__ASSIGNMENT__: Copy out every line of the data that has the word "outline" somewhere in it.

__DATA IN THIS EXERCISE__:
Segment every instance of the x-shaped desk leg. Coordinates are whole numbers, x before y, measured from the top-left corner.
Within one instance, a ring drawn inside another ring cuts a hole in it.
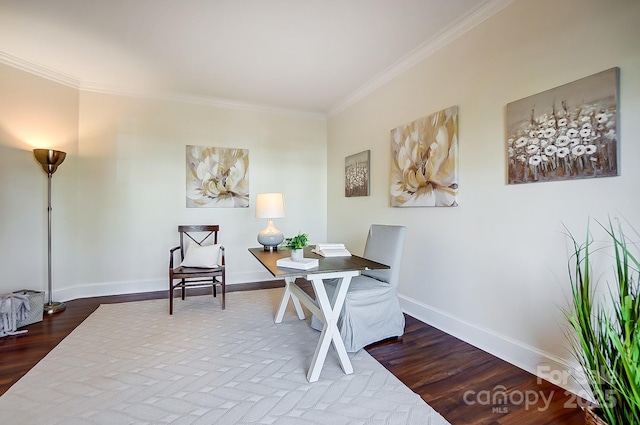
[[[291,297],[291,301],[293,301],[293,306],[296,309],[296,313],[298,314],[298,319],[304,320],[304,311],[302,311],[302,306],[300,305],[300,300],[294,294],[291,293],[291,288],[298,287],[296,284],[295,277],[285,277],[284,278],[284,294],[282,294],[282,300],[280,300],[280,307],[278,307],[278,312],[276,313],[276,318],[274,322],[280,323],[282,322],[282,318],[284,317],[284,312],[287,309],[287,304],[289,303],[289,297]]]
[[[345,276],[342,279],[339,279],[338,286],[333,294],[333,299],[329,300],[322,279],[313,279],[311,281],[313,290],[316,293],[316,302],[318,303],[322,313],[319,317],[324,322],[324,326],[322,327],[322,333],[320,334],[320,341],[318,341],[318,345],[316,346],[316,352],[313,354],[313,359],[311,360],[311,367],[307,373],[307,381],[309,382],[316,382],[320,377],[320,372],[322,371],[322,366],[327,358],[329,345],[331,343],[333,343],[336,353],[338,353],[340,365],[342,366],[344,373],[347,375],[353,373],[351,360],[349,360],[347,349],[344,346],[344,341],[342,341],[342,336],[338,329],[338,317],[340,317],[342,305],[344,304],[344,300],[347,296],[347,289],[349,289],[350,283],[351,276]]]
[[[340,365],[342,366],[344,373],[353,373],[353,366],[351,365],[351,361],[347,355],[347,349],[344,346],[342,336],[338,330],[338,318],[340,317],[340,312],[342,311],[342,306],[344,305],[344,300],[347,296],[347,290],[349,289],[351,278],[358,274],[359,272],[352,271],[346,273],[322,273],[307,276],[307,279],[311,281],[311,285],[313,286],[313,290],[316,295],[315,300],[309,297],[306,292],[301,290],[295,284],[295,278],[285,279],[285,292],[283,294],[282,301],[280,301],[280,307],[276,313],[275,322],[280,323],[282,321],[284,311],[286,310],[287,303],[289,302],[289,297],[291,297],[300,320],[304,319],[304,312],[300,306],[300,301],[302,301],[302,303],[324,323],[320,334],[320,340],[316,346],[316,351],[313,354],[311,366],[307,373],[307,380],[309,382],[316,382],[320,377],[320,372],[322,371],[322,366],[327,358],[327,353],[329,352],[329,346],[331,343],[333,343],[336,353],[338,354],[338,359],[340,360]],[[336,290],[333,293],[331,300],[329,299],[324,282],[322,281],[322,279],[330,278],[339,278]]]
* * *
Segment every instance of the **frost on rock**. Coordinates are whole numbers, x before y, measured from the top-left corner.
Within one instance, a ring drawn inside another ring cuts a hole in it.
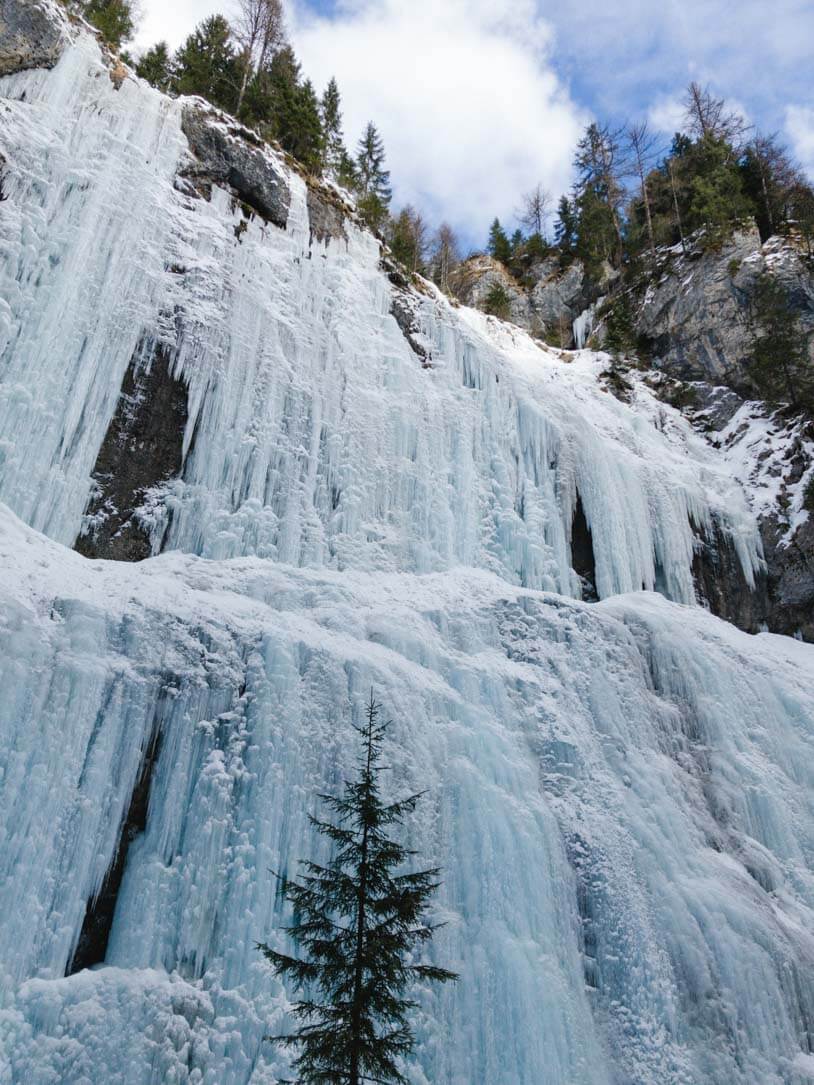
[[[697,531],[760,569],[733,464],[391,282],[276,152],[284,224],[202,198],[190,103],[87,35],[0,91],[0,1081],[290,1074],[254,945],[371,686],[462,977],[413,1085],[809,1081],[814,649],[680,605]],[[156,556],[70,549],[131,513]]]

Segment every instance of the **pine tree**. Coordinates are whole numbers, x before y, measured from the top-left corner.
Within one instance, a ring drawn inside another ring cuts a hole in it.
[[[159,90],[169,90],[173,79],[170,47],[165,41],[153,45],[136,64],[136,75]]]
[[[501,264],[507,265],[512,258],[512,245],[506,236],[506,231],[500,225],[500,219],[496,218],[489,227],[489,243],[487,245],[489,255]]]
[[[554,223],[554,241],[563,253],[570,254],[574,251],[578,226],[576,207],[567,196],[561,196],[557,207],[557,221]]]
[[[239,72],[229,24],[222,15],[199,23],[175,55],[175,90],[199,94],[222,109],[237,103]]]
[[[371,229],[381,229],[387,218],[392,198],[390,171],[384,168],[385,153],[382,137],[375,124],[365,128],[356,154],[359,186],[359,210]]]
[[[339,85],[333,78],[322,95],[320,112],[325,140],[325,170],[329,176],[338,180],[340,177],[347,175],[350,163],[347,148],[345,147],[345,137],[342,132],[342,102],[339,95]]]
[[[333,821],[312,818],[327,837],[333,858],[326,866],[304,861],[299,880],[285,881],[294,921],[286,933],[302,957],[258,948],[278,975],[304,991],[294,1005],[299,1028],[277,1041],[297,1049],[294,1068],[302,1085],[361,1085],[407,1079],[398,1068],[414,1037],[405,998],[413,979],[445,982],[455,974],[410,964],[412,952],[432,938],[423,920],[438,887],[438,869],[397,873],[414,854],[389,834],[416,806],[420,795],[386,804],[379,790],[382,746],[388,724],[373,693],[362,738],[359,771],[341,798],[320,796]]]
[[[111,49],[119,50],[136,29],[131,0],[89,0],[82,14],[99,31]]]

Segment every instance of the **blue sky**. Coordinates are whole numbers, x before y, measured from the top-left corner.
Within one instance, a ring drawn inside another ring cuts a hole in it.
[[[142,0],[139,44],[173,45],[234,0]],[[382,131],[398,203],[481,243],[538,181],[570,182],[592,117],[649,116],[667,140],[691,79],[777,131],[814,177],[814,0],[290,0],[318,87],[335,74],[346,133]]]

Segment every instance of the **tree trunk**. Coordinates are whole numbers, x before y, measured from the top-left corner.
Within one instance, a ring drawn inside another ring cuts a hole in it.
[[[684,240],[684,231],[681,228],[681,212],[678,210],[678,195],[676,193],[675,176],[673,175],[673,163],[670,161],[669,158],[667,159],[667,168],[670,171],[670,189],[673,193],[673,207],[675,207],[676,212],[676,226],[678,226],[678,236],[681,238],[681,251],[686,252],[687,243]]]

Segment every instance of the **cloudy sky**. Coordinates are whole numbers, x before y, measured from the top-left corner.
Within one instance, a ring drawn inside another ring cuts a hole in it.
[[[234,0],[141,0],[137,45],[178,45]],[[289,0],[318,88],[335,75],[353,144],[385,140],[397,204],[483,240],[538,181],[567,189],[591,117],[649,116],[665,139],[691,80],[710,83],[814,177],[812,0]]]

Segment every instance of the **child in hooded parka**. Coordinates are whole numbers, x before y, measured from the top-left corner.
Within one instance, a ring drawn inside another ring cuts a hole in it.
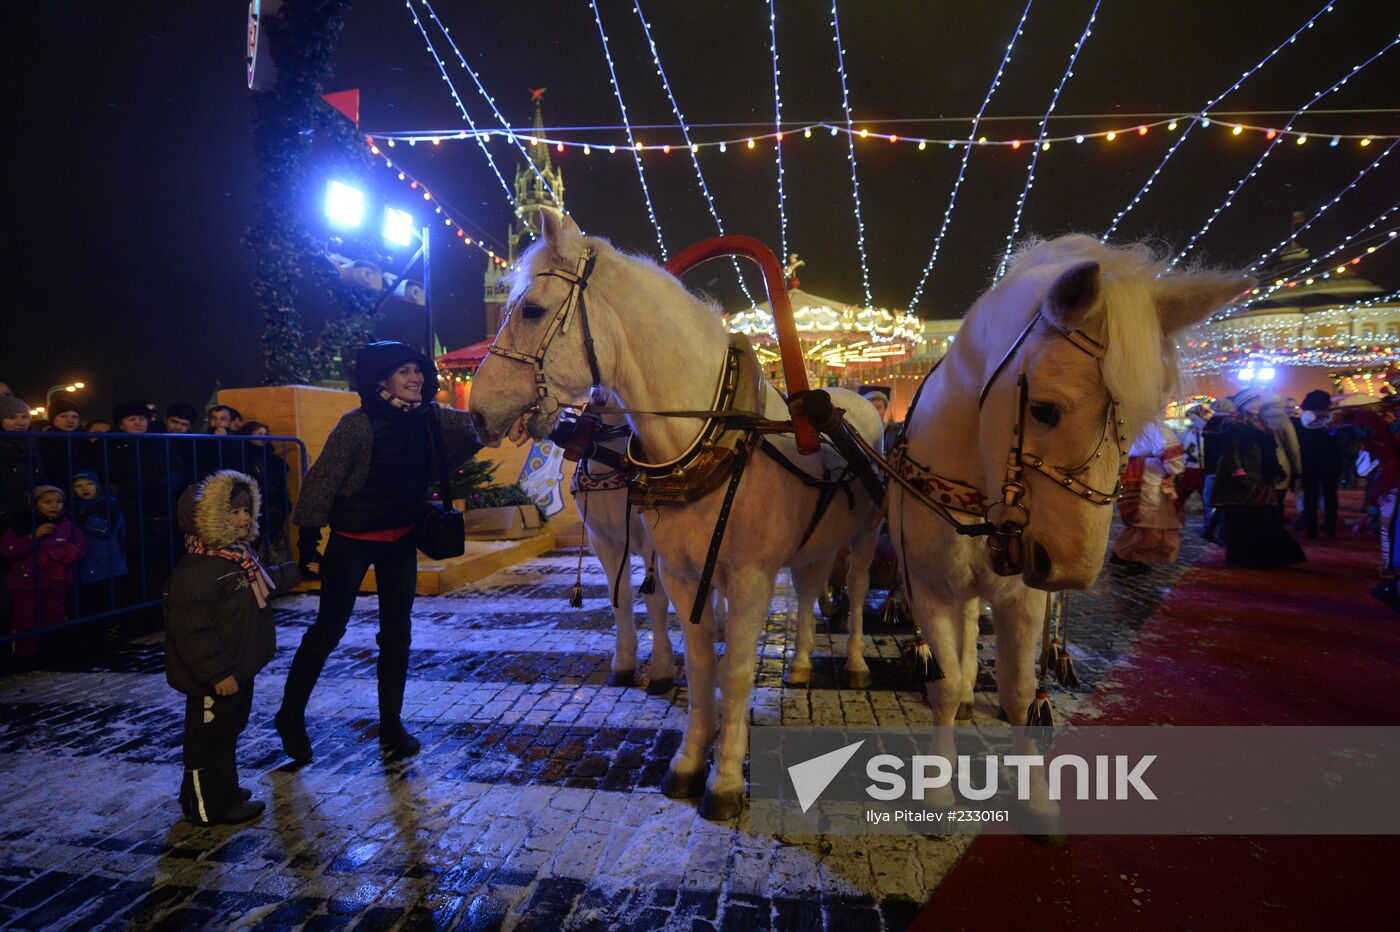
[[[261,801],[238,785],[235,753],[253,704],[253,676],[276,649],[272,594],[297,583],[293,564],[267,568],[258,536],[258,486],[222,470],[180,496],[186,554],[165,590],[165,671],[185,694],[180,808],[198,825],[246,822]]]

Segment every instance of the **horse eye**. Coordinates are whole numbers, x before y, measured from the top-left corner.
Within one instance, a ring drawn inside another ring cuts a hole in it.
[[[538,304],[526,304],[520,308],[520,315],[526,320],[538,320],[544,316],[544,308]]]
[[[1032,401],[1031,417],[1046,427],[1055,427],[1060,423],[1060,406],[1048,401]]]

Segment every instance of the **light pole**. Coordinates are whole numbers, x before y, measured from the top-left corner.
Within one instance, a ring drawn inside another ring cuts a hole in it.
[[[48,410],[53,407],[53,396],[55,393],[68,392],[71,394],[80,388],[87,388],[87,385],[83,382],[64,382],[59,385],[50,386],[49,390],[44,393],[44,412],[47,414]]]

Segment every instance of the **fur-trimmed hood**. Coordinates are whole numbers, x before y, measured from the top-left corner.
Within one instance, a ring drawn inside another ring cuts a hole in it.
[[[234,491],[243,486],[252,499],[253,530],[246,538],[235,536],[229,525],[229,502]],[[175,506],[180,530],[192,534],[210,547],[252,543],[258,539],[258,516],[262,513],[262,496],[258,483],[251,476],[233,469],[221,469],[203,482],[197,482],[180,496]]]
* * *
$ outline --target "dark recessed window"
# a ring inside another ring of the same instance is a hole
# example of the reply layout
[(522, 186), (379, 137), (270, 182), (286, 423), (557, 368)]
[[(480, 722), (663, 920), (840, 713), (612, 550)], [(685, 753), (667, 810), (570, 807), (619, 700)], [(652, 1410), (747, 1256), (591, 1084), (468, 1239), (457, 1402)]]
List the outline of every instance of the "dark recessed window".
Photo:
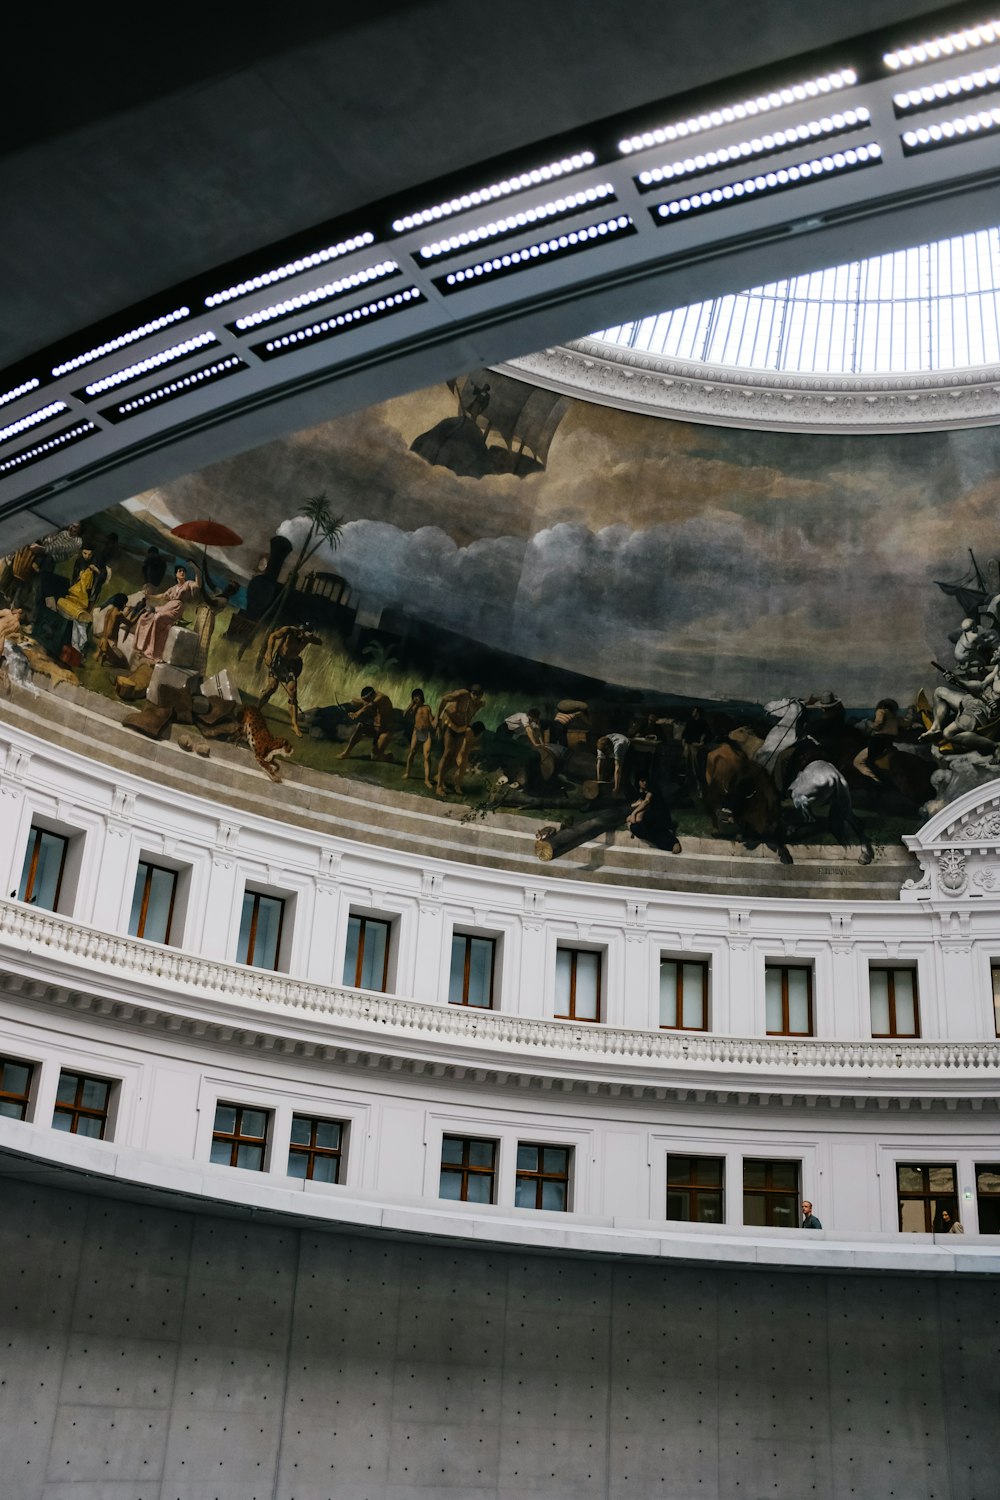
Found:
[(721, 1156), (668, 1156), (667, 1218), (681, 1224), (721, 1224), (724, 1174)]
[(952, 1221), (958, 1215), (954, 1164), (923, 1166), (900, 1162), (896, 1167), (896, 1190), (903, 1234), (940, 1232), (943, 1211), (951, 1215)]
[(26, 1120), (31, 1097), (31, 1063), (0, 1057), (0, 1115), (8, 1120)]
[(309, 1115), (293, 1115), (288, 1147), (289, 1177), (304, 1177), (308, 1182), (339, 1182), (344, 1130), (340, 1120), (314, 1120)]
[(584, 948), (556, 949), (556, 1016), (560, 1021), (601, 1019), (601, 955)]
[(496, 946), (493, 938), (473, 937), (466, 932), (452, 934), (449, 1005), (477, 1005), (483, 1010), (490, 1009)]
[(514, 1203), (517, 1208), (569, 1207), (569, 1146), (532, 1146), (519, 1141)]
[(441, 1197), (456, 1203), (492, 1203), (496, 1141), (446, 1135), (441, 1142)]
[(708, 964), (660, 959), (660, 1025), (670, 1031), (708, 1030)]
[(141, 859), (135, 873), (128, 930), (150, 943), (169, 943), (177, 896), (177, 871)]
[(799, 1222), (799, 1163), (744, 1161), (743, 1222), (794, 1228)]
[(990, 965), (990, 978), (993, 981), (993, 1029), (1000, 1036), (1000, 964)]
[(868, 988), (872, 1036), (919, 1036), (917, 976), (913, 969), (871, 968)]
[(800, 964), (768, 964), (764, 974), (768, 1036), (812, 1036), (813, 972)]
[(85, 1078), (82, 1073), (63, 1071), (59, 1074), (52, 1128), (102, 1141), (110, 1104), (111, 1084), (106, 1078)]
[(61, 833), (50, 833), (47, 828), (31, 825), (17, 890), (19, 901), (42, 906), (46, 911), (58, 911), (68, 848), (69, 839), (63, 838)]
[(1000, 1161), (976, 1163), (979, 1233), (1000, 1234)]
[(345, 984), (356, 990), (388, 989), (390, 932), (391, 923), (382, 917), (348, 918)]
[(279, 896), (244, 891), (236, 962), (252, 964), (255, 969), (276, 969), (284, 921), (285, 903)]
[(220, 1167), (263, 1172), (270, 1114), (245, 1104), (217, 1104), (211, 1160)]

__FINISHED TASK__:
$ outline --target "dark recessed window"
List the outline of every instance of the "dark recessed window".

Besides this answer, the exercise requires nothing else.